• PASSAGE SHOWN:
<<<<

Hello MBoyd,

 

Without knowing more about your setup (What OS? What controller? What failures are you seeing when using the DAQmx shipping examples? Which specific example are you referencing?) it's difficult to offer recommendations, but this White Paper will likely be of interest to you:

 

Benchmarking Single-Point Performance on National Instruments Real-Time Hardware

http://www.ni.com/white-paper/5423/en/

 

Midway through the page there are also links to the benchmarking code used, which may be helpful.  After a quick glance-through it looks like one point to note is that the default example does not reconfigure the default wait on sample clock wait mode, while the benchmarking code provided via the link above does.  Changing your wait medhod it to polling will likely speed things up.

 

It's not clear if you're using an RT system or not, but if you're currently using a Windows controller then approximately 1 kHz is what I'd consider a "normal" operating upper limit for most loops that rely on some form of scheduling or triggering that interacts with the OS.  Faster is certainly achievable, but that's something to keep in mind.

>>>>

• TASK PROMPT:
Rewrite the forum reply starting at "Midway through the" and ending at "keep in mind.", using "test code" wherever "benchmarking code" appears.

• RECORD EXTRACTS:
<<<<

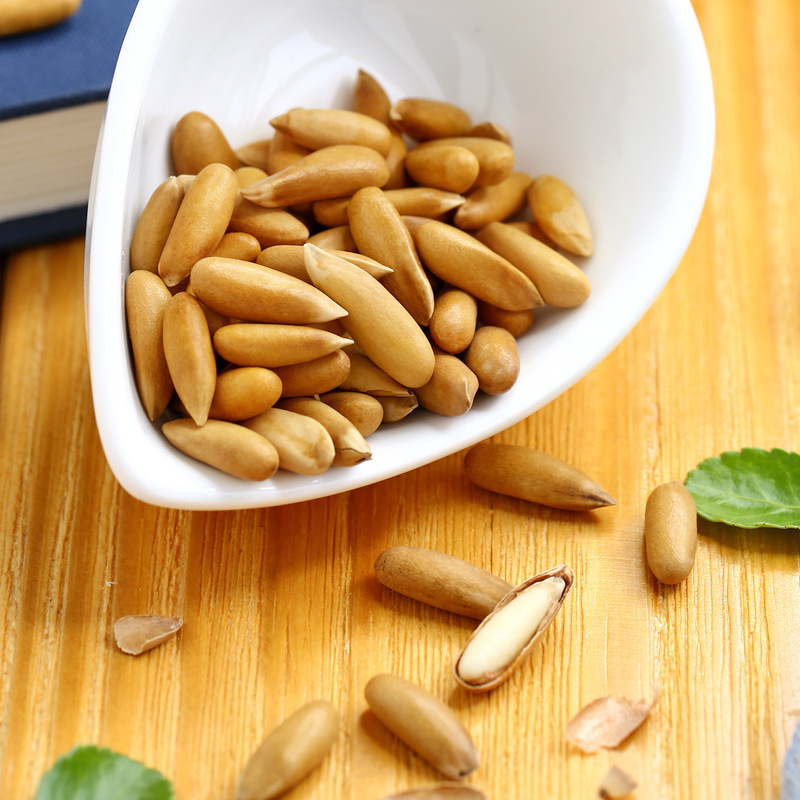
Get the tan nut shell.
[453,172,531,230]
[172,111,241,175]
[476,222,592,308]
[305,244,434,388]
[270,108,392,156]
[163,292,217,425]
[256,244,392,283]
[242,408,336,475]
[464,442,616,511]
[389,97,472,141]
[274,350,350,397]
[414,220,542,311]
[242,144,389,208]
[214,322,351,368]
[158,164,239,286]
[319,390,383,437]
[414,356,478,417]
[161,419,278,481]
[464,325,520,395]
[528,175,593,256]
[364,675,478,780]
[405,145,481,195]
[453,564,575,692]
[429,289,478,353]
[375,545,513,619]
[125,270,173,420]
[644,481,697,585]
[412,136,514,191]
[208,367,283,422]
[192,258,347,325]
[347,186,433,325]
[236,700,339,800]
[279,397,372,467]
[211,231,261,261]
[478,300,534,339]
[131,176,183,272]
[229,197,308,248]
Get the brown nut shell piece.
[364,675,478,780]
[172,111,241,175]
[453,564,575,692]
[464,442,616,511]
[162,292,217,425]
[114,614,183,656]
[125,270,174,420]
[236,700,340,800]
[644,481,697,585]
[528,175,593,256]
[131,175,183,273]
[161,419,278,481]
[375,545,514,619]
[464,325,520,395]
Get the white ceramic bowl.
[86,0,714,509]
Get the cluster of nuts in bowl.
[125,71,592,481]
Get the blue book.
[0,0,137,250]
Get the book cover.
[0,0,137,249]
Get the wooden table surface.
[0,0,800,800]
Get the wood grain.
[0,0,800,800]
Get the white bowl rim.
[85,0,715,510]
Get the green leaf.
[686,447,800,528]
[35,745,174,800]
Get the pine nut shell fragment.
[242,144,390,208]
[236,700,340,800]
[163,292,217,425]
[644,481,697,585]
[125,270,174,420]
[161,419,278,481]
[172,111,241,175]
[528,175,593,256]
[242,408,336,475]
[305,244,434,388]
[464,442,616,511]
[192,258,347,325]
[414,220,543,311]
[131,176,183,272]
[364,675,478,780]
[375,545,514,619]
[453,564,575,692]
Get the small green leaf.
[686,447,800,528]
[35,745,174,800]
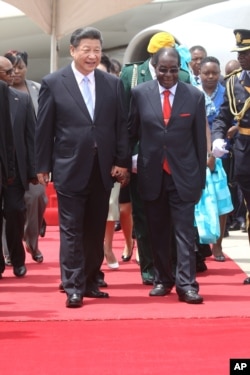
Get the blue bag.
[194,167,220,244]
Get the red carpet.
[0,227,250,321]
[0,226,250,375]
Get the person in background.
[0,56,38,277]
[212,29,250,284]
[120,32,190,285]
[5,50,48,263]
[189,45,207,86]
[0,79,15,279]
[222,59,247,232]
[35,27,130,308]
[200,56,233,262]
[129,48,207,304]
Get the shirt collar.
[158,82,178,96]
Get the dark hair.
[189,45,207,56]
[152,47,181,66]
[100,53,112,73]
[4,50,28,66]
[110,59,122,75]
[200,56,220,66]
[70,27,103,48]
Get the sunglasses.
[158,68,179,74]
[0,69,14,76]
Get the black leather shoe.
[142,277,154,285]
[243,277,250,285]
[25,242,43,263]
[39,219,47,237]
[13,265,27,277]
[96,279,108,288]
[66,293,83,307]
[228,221,240,230]
[179,290,203,304]
[149,284,172,297]
[84,289,109,298]
[240,223,247,233]
[58,283,65,293]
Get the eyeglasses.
[158,68,179,74]
[0,69,14,76]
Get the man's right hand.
[212,139,229,158]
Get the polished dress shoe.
[25,242,43,263]
[13,265,27,277]
[96,278,108,288]
[179,290,203,304]
[228,221,240,231]
[58,283,65,293]
[66,293,83,307]
[149,284,172,297]
[84,289,109,298]
[243,277,250,285]
[121,240,135,262]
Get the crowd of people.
[0,27,250,308]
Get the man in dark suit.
[0,80,15,279]
[129,48,207,303]
[0,56,37,277]
[36,28,130,307]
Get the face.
[200,62,220,91]
[0,59,14,86]
[189,49,206,76]
[155,52,179,89]
[70,39,102,75]
[13,59,27,86]
[238,49,250,70]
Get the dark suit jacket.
[0,81,15,184]
[9,87,36,189]
[129,80,207,201]
[36,65,130,192]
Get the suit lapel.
[62,65,90,117]
[146,79,164,125]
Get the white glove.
[132,154,138,173]
[212,139,229,158]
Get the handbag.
[194,167,220,244]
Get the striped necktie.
[81,77,94,119]
[162,90,171,174]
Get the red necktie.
[162,90,171,174]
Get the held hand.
[111,166,130,187]
[212,139,229,158]
[37,173,49,186]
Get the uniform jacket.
[36,65,130,192]
[212,71,250,175]
[9,87,36,189]
[129,80,207,201]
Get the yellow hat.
[147,31,175,53]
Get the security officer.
[120,32,191,285]
[212,29,250,284]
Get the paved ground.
[222,230,250,276]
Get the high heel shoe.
[122,240,135,262]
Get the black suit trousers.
[145,172,198,295]
[57,156,110,296]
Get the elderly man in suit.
[129,48,207,304]
[36,28,130,307]
[0,56,37,277]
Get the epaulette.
[224,68,242,79]
[125,61,145,66]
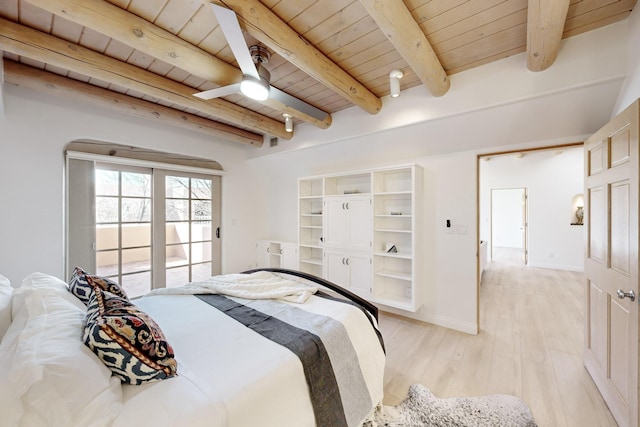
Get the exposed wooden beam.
[527,0,569,71]
[360,0,451,96]
[208,0,382,114]
[21,0,331,129]
[4,60,263,147]
[0,18,292,139]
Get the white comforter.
[147,271,318,303]
[114,295,385,427]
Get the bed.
[0,269,385,427]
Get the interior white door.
[584,102,639,427]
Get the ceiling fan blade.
[209,3,260,80]
[193,83,240,100]
[269,86,329,120]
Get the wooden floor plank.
[380,247,616,427]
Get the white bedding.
[115,295,384,427]
[0,273,385,427]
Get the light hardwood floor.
[380,247,617,427]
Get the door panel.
[584,101,639,427]
[587,187,607,264]
[587,283,607,369]
[610,182,630,277]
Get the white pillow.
[0,274,13,340]
[0,280,122,426]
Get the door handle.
[616,289,636,302]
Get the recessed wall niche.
[570,193,584,225]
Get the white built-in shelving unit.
[298,165,423,311]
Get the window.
[95,163,152,296]
[165,175,218,286]
[67,144,221,297]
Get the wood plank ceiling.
[0,0,637,146]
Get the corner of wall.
[0,54,4,116]
[611,7,640,117]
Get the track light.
[282,113,293,132]
[389,70,404,98]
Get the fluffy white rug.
[363,384,536,427]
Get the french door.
[68,159,221,297]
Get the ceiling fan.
[194,3,327,124]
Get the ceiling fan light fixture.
[389,70,404,98]
[240,75,269,101]
[282,113,293,132]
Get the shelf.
[374,252,413,260]
[373,190,412,196]
[375,295,416,311]
[373,228,411,234]
[376,270,411,282]
[300,243,322,249]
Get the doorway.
[491,187,528,265]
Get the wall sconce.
[576,205,584,225]
[282,113,293,132]
[389,70,404,98]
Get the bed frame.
[243,268,378,321]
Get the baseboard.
[529,262,584,273]
[380,306,478,335]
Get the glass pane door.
[165,175,214,287]
[95,165,152,297]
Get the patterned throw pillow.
[83,284,178,385]
[69,267,129,305]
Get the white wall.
[0,84,266,284]
[251,139,477,333]
[611,6,640,117]
[249,23,628,333]
[0,15,628,333]
[480,147,584,271]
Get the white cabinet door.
[324,197,349,248]
[324,196,372,251]
[346,253,373,298]
[345,197,372,251]
[281,243,300,270]
[324,250,349,289]
[324,250,372,298]
[256,240,271,268]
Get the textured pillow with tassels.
[83,278,178,385]
[69,267,129,305]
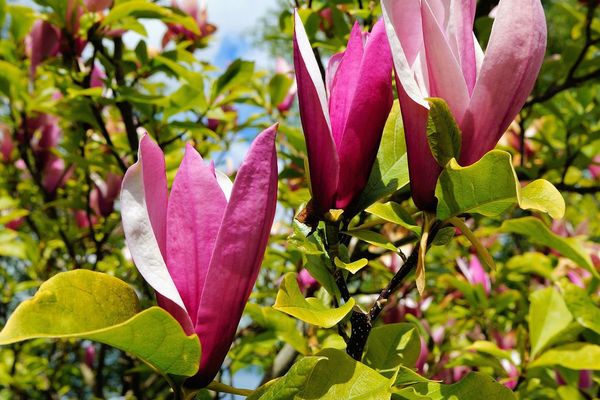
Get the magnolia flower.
[83,0,113,12]
[0,125,15,163]
[381,0,546,210]
[275,57,298,113]
[162,0,217,47]
[456,255,491,295]
[294,12,393,214]
[121,126,277,385]
[25,19,61,76]
[90,65,106,88]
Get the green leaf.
[248,357,326,400]
[365,201,421,236]
[466,340,511,360]
[346,229,398,251]
[349,100,409,214]
[500,217,598,277]
[529,287,573,358]
[269,74,294,107]
[561,281,600,335]
[102,0,200,34]
[394,365,433,386]
[435,150,564,220]
[529,343,600,371]
[393,372,516,400]
[245,303,308,354]
[0,270,200,376]
[427,98,461,168]
[333,257,369,274]
[363,323,421,377]
[296,349,392,400]
[519,179,565,219]
[273,272,354,328]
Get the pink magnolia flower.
[90,65,106,88]
[121,126,277,385]
[588,155,600,179]
[294,12,393,213]
[456,255,491,295]
[0,125,15,163]
[25,19,61,76]
[382,0,546,210]
[275,57,298,113]
[162,0,217,47]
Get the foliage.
[0,0,600,400]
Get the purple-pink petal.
[294,14,339,212]
[196,125,277,384]
[332,20,394,209]
[166,144,227,325]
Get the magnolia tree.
[0,0,600,400]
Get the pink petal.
[421,1,469,122]
[121,135,190,322]
[167,145,227,325]
[448,0,477,95]
[460,0,546,165]
[381,0,429,109]
[336,20,394,209]
[294,13,339,212]
[396,78,442,211]
[196,125,277,384]
[327,22,366,151]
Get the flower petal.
[294,12,339,212]
[396,77,442,211]
[327,22,363,148]
[421,0,469,123]
[336,20,394,209]
[167,144,227,325]
[121,136,185,309]
[196,125,277,384]
[460,0,546,165]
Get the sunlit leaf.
[273,272,354,328]
[0,270,200,376]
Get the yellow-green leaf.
[273,272,354,328]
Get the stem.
[206,381,254,397]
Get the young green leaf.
[350,100,409,213]
[561,281,600,335]
[394,372,516,400]
[248,356,326,400]
[435,150,564,220]
[298,349,392,400]
[529,343,600,371]
[427,98,461,168]
[333,257,369,274]
[273,272,354,328]
[0,270,200,376]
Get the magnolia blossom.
[83,0,113,12]
[0,125,15,163]
[275,57,298,113]
[456,255,491,295]
[25,19,61,76]
[381,0,546,210]
[121,126,277,385]
[294,13,393,213]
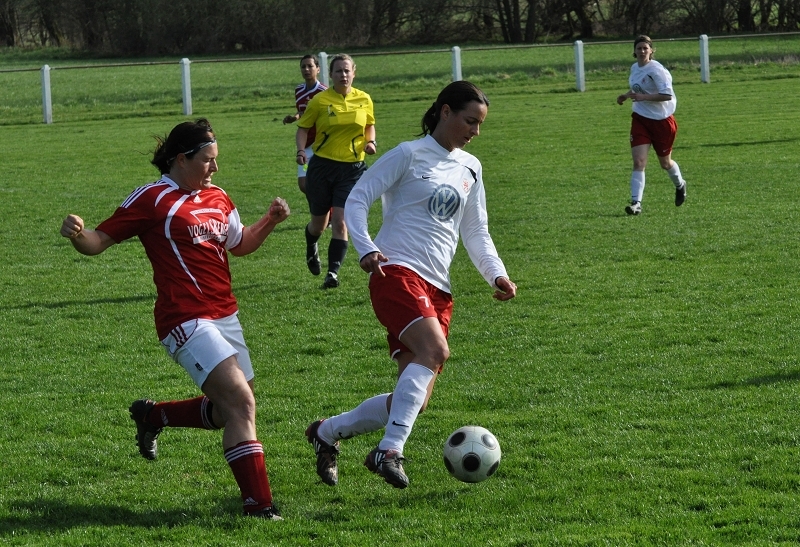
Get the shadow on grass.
[0,500,238,538]
[698,137,800,148]
[708,370,800,389]
[0,283,264,310]
[0,294,155,310]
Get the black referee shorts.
[306,154,367,216]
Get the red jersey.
[294,82,328,148]
[97,176,244,340]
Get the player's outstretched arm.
[230,198,290,256]
[61,215,116,256]
[492,277,517,301]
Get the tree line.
[0,0,800,56]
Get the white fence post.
[452,46,463,82]
[181,57,192,116]
[700,34,711,84]
[319,51,330,87]
[42,65,53,124]
[575,40,586,91]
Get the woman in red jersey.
[61,119,289,520]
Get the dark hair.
[300,54,319,68]
[633,34,656,59]
[328,53,356,72]
[150,118,216,175]
[419,80,489,136]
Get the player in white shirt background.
[617,35,686,215]
[306,81,517,488]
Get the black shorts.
[306,154,367,216]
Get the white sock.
[317,393,389,444]
[631,171,644,201]
[667,160,686,188]
[378,363,434,452]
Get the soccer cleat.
[306,420,339,486]
[128,399,164,460]
[244,505,283,520]
[364,448,408,488]
[625,201,642,215]
[322,272,339,289]
[675,181,686,207]
[306,243,321,275]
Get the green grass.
[0,37,800,546]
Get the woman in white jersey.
[61,118,289,520]
[306,81,517,488]
[617,35,686,215]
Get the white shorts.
[297,146,314,179]
[161,313,255,389]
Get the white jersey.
[344,135,507,293]
[628,61,678,120]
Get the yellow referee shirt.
[297,87,375,163]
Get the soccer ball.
[444,425,500,482]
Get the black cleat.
[306,420,339,486]
[364,448,408,488]
[128,399,164,460]
[244,505,283,520]
[322,272,339,289]
[675,181,686,207]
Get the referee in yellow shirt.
[296,54,378,289]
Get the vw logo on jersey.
[428,184,461,222]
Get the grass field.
[0,38,800,547]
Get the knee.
[422,344,450,372]
[221,389,256,423]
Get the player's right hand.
[358,251,389,277]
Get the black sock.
[328,238,347,274]
[306,224,320,249]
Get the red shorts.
[631,112,678,157]
[369,266,453,358]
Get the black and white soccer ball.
[444,425,501,482]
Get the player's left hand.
[492,277,517,300]
[267,197,291,224]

>>>>

• ANSWER BELOW:
Midway through the page there are also links to the test code used, which may be helpful.  After a quick glance-through it looks like one point to note is that the default example does not reconfigure the default wait on sample clock wait mode, while the test code provided via the link above does.  Changing your wait medhod it to polling will likely speed things up.

 

It's not clear if you're using an RT system or not, but if you're currently using a Windows controller then approximately 1 kHz is what I'd consider a "normal" operating upper limit for most loops that rely on some form of scheduling or triggering that interacts with the OS.  Faster is certainly achievable, but that's something to keep in mind.